▶ [Work to do]: State how many lines of the records below contain the string "dirt". Give only the number.

▶ [Information shown]:

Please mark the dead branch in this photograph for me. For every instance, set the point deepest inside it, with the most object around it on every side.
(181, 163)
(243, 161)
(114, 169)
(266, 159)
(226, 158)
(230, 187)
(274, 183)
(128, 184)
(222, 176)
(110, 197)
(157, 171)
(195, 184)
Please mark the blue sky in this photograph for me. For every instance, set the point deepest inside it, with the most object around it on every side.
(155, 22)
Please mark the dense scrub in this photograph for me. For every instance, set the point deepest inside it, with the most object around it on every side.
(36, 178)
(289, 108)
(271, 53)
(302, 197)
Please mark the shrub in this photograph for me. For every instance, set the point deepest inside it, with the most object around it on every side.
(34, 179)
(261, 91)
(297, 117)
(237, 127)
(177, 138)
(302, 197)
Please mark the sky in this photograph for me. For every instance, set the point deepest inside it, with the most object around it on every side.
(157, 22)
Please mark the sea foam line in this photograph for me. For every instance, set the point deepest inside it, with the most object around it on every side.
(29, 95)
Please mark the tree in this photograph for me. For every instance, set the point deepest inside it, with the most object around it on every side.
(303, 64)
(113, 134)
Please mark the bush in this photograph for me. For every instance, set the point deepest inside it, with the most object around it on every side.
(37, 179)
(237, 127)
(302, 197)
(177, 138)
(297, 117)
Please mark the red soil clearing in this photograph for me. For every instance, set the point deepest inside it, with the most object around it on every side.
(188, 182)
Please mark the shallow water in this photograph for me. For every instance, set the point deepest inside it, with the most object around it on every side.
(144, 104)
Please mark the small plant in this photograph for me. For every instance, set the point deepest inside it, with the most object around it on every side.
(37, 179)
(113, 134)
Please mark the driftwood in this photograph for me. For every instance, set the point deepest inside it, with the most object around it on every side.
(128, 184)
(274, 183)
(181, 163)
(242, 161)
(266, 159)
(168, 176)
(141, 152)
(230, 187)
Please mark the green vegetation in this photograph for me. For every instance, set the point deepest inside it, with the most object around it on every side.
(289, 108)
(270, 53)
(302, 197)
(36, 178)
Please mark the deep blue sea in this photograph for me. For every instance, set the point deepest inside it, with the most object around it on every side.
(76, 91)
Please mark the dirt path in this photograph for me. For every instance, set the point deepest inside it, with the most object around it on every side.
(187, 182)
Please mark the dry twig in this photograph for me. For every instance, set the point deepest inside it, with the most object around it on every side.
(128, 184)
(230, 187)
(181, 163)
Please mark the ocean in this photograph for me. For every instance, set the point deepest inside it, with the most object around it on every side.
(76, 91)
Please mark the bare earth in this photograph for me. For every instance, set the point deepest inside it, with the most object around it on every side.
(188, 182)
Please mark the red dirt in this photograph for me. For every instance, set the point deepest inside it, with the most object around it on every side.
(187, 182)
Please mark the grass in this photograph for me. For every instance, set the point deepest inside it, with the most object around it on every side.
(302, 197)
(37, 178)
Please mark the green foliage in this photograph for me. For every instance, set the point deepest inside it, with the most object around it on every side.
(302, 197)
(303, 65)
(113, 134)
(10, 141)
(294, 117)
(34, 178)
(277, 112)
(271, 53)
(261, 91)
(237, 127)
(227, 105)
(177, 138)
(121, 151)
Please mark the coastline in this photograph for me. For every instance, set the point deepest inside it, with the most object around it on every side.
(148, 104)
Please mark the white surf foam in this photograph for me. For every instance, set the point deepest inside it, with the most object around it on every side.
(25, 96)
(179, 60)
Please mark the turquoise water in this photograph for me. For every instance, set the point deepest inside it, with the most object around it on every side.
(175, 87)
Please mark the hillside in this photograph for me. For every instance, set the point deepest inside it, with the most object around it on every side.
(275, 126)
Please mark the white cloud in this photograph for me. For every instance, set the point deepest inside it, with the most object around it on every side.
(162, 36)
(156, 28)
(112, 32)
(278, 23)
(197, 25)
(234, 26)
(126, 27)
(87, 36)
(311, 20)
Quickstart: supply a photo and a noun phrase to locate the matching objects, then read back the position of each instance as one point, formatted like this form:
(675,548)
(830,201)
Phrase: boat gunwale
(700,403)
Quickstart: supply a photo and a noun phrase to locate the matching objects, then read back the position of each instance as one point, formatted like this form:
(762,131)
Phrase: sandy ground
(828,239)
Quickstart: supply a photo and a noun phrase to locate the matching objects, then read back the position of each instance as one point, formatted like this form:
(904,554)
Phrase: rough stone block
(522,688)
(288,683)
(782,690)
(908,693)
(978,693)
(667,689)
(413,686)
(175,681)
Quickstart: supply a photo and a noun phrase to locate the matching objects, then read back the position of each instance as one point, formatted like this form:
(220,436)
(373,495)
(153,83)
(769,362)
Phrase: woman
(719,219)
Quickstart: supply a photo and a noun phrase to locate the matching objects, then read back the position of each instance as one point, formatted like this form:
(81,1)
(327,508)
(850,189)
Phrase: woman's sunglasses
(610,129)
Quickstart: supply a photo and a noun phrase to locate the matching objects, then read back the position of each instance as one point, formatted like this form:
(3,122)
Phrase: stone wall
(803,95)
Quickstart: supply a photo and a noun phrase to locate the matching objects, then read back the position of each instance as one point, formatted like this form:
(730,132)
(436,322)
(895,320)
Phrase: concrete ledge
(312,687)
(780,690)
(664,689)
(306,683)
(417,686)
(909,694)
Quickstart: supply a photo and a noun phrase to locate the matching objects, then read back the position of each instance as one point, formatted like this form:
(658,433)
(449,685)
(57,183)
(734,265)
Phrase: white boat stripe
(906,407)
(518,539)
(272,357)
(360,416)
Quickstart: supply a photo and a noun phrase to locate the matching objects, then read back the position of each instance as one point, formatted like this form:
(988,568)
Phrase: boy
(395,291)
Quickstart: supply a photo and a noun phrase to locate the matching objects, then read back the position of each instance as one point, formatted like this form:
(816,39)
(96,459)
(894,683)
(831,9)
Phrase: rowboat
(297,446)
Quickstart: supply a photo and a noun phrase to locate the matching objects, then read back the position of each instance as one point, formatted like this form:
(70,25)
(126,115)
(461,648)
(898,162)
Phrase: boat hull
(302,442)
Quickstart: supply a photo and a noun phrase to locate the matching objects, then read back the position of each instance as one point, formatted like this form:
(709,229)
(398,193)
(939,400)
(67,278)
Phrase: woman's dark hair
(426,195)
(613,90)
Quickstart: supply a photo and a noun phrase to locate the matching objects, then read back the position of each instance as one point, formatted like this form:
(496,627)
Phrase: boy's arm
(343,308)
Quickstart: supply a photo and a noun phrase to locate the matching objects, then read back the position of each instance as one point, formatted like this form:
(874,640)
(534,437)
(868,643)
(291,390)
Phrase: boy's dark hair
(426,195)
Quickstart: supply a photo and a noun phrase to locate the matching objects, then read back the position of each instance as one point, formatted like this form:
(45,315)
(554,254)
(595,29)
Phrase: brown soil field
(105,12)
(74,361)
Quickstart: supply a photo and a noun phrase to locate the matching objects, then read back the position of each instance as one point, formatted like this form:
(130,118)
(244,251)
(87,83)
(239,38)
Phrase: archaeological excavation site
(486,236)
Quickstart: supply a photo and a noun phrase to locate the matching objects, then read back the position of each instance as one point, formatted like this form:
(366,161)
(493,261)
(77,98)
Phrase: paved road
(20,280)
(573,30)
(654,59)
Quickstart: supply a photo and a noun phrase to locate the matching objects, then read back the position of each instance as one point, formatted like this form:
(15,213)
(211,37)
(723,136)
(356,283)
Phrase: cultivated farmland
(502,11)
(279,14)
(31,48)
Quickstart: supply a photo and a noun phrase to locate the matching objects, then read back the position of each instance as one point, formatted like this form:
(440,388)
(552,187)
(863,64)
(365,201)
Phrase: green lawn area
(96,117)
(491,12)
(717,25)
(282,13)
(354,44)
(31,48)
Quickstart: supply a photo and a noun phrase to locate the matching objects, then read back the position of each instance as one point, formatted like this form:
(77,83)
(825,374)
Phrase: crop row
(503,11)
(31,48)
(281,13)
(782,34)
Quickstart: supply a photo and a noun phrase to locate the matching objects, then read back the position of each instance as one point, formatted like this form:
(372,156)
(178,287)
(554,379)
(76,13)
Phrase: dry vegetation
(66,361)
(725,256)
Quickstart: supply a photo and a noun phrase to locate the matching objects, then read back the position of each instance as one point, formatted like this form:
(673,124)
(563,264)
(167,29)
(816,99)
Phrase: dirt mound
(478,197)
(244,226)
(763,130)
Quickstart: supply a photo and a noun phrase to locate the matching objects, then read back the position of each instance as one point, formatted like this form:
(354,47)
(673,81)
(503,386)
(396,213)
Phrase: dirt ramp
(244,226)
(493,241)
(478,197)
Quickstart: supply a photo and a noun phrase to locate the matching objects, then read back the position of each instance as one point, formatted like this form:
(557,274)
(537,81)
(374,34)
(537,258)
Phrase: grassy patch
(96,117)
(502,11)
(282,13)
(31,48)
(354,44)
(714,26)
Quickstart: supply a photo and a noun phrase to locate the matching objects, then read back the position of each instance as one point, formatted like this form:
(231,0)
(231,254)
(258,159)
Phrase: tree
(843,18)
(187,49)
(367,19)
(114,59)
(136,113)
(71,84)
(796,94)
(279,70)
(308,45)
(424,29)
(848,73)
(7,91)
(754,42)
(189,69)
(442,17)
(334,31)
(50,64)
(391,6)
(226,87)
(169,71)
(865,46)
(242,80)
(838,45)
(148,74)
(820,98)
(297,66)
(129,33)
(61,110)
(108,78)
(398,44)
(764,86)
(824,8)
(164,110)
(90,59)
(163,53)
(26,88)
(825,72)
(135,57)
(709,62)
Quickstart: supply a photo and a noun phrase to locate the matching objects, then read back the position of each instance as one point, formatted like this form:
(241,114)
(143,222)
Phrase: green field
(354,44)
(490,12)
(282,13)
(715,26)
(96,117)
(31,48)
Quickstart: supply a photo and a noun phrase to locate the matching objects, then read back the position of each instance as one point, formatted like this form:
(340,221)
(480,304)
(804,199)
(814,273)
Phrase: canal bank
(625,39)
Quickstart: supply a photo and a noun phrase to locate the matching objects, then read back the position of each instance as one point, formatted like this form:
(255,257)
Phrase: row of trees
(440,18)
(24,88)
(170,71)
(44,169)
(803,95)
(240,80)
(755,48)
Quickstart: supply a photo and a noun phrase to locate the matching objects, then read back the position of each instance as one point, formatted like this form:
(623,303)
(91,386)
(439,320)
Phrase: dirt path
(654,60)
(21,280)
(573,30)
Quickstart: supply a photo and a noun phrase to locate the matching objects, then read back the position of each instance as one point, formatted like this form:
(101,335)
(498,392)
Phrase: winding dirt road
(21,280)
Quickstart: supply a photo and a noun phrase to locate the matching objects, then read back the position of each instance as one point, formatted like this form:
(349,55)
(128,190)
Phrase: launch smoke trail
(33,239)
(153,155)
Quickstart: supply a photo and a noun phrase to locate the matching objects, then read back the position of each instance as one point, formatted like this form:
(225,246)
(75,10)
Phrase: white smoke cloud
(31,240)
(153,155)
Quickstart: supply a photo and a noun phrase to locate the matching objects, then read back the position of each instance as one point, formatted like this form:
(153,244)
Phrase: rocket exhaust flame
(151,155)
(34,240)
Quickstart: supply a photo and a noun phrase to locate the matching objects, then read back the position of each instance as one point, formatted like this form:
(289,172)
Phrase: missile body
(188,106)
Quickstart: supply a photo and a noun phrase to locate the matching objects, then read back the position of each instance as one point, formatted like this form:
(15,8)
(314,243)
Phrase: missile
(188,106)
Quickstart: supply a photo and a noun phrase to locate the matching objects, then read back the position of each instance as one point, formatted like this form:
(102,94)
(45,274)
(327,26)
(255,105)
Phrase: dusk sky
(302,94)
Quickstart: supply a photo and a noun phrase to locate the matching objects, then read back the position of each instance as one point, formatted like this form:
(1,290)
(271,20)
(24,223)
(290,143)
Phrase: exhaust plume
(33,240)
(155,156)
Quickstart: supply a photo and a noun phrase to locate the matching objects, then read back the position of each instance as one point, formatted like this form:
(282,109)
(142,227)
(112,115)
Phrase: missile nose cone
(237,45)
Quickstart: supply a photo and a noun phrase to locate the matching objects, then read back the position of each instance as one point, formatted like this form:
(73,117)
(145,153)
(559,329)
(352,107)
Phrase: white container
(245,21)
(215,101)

▶ [Written answer]: 6